[Begin Extract]

By MICHAEL J. SILVERSTEIN
Women buy goods and services differently from men. They have more experience as shoppers, feel more passion about what they buy and bear the lion's share of responsibility for purchasing household items. Research conducted by The Boston Consulting Group (BCG), including a survey of some 15,000 women and 5,000 men in 22 countries, shows that women make over 70% of the purchases of discretionary consumer goods each year and constitute the fastest-growing global market, even bigger and faster-growing than the consumer economies of China and India combined. And yet women are not pleased with the offerings in many categories, particularly health care, financial services and durable goods.

[End Extract]

_Challenge_
Rewrite the text on women as consumers from "By MICHAEL J." to "and durable goods.", replacing "passion" with "enthusiasm".

[Begin Data listing]

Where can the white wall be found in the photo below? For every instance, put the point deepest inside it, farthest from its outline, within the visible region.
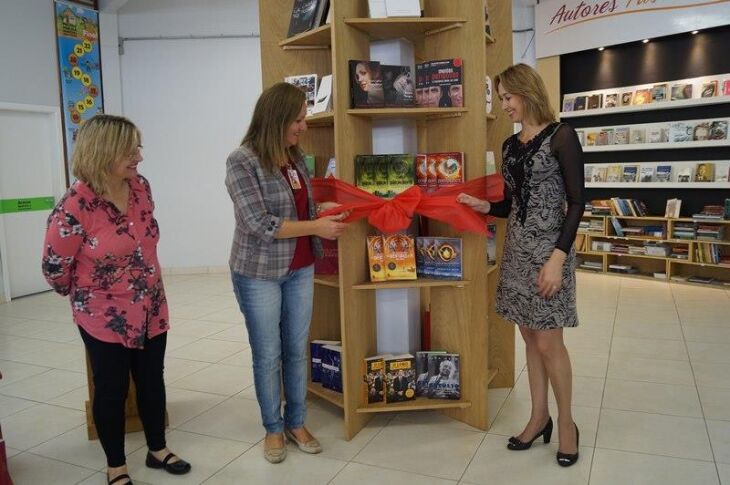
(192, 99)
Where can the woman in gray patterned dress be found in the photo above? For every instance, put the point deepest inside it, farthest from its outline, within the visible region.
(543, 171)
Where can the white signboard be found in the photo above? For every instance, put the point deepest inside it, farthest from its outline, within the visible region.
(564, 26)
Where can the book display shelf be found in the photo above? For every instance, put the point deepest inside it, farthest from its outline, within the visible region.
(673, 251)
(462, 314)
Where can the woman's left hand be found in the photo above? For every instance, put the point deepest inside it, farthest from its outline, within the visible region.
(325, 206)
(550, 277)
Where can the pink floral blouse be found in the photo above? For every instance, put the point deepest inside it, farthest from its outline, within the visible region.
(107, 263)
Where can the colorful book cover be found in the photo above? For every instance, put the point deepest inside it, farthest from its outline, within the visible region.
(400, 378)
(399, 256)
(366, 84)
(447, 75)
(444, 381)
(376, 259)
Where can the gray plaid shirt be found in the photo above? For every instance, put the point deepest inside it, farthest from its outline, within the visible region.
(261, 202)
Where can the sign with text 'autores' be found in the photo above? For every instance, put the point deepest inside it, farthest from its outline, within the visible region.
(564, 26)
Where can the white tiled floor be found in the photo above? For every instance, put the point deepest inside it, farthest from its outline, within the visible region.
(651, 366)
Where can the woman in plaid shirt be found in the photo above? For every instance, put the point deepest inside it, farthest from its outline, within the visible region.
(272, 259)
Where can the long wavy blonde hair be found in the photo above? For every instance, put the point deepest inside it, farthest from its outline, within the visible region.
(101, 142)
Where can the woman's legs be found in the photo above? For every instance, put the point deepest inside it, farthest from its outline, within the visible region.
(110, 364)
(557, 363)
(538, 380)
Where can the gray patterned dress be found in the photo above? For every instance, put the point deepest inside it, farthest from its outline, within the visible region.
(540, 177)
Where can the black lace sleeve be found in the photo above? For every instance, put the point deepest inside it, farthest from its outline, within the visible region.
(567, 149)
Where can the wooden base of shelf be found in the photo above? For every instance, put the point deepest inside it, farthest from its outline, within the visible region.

[End Data listing]

_Solution to this exercise_
By MICHAEL J. SILVERSTEIN
Women buy goods and services differently from men. They have more experience as shoppers, feel more enthusiasm about what they buy and bear the lion's share of responsibility for purchasing household items. Research conducted by The Boston Consulting Group (BCG), including a survey of some 15,000 women and 5,000 men in 22 countries, shows that women make over 70% of the purchases of discretionary consumer goods each year and constitute the fastest-growing global market, even bigger and faster-growing than the consumer economies of China and India combined. And yet women are not pleased with the offerings in many categories, particularly health care, financial services and durable goods.